- _TEXTO MOSTRADO_:

══════════

Los bienes espirituales como la ciencia, la amistad o la alegría, aumentan al compartirlos
Los bienes espirituales como la ciencia, la amistad o la alegría, aumentan al compartirlos
Los bienes espirituales, que son más excelentes que los materiales, son por ello más comunes, se pueden compartir mejor. Pero además, cuando se comparten, aumentan. Un alimento sabroso o una determinada cantidad de dinero, si los comparto con más personas, forzosamente disminuyen en cantidad para cada uno. En cambio los bienes espirituales como la ciencia, la amistad o la alegría, aumentan al compartirlos.

══════════

- _DATOS PROPORCIONADOS_:
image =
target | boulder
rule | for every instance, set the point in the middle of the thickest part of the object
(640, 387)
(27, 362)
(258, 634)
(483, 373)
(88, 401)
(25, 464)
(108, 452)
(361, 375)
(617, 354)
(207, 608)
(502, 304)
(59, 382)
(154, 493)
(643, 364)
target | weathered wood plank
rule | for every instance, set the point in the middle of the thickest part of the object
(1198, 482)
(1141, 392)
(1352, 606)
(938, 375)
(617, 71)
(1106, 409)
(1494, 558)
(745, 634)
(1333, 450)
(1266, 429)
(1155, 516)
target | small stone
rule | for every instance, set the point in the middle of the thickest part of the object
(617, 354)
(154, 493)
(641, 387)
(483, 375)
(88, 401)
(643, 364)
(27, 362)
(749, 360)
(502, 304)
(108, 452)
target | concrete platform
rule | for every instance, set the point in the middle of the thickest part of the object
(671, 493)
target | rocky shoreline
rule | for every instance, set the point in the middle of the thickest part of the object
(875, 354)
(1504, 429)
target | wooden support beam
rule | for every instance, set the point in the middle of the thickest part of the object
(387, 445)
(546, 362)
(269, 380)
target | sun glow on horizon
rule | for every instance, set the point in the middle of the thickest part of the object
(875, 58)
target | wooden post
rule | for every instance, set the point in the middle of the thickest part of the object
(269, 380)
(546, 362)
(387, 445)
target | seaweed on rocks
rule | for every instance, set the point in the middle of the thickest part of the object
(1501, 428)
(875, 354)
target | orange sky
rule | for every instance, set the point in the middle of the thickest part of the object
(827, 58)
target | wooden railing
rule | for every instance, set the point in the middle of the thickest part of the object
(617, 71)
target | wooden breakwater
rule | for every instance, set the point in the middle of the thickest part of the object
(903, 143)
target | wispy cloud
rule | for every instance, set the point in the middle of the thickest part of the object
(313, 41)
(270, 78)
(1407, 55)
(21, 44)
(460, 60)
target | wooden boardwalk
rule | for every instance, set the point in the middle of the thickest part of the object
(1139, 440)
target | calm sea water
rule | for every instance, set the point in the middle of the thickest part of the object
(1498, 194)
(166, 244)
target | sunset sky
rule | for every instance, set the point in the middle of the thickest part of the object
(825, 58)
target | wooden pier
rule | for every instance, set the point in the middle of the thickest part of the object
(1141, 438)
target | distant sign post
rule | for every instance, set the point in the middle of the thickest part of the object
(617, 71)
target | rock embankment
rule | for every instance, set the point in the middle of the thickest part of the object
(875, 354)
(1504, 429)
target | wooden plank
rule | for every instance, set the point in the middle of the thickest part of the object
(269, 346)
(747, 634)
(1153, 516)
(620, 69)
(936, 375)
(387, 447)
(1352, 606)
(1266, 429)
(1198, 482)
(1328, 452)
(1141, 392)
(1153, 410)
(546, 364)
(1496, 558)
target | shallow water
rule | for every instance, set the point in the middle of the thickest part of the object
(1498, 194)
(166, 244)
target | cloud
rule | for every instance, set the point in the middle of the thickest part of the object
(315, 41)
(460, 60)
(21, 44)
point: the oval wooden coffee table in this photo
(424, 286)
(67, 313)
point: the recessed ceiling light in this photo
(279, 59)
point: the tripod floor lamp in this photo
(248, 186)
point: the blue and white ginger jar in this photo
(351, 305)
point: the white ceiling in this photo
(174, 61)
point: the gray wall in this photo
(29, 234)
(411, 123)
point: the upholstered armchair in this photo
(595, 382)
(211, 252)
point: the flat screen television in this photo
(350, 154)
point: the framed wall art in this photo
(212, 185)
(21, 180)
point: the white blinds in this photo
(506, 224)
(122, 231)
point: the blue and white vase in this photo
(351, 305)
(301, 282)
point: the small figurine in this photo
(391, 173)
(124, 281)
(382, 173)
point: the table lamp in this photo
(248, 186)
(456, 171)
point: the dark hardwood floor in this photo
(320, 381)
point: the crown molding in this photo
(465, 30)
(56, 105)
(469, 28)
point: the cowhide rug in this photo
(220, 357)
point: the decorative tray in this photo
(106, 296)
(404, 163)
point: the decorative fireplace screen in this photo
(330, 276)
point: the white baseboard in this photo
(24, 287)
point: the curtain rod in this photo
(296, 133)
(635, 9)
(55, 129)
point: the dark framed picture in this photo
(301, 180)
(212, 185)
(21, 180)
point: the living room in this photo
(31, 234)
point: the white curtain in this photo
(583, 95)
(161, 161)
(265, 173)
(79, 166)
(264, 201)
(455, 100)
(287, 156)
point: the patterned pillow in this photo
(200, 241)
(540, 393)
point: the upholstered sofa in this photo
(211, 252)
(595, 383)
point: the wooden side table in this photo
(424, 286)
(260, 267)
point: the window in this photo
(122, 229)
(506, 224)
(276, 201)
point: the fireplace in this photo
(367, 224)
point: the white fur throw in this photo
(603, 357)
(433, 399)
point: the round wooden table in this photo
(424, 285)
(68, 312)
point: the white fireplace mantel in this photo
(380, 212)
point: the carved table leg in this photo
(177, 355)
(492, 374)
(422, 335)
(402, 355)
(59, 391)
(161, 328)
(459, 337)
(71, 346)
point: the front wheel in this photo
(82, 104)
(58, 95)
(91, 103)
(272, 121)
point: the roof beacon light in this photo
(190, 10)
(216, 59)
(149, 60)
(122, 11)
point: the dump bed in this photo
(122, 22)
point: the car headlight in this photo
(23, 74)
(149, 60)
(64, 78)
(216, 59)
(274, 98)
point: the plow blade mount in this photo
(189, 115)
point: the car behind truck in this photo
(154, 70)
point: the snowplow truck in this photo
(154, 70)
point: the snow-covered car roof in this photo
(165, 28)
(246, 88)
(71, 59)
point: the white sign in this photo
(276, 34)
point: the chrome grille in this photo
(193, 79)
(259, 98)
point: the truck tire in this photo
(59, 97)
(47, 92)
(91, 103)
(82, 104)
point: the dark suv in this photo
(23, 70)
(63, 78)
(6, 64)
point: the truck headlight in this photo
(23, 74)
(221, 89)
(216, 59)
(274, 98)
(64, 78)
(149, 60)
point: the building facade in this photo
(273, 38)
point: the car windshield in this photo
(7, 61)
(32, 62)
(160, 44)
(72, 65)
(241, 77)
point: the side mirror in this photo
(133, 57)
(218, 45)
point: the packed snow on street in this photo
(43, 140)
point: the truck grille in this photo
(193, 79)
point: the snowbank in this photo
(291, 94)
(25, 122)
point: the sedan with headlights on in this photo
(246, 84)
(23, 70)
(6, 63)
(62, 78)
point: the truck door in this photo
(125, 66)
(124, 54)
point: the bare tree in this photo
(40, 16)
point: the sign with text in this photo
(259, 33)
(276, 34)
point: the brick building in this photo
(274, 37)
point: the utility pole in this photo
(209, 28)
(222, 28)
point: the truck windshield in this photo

══════════

- _EJERCICIOS PROPUESTOS_:
**A)** Según el texto mostrado, ¿qué les sucede a un alimento sabroso o a una determinada cantidad de dinero cuando se comparten con más personas?
**B)** Enumera todos los ejemplos de bienes espirituales que menciona el texto mostrado.
**C)** Indica si cada afirmación coincide con el texto mostrado y cita las palabras del texto que lo deciden: (i) los bienes espirituales son más excelentes que los materiales; (ii) los bienes espirituales disminuyen cuando se comparten; (iii) una cantidad de dinero compartida con más personas aumenta para cada uno.

- _SOLUCIONES PROPUESTAS_:
**A)** Forzosamente disminuyen en cantidad para cada uno.

**B)** La ciencia, la amistad y la alegría.

**C)**
(i) Sí: «Los bienes espirituales, que son más excelentes que los materiales».
(ii) No: «cuando se comparten, aumentan».
(iii) No: «forzosamente disminuyen en cantidad para cada uno».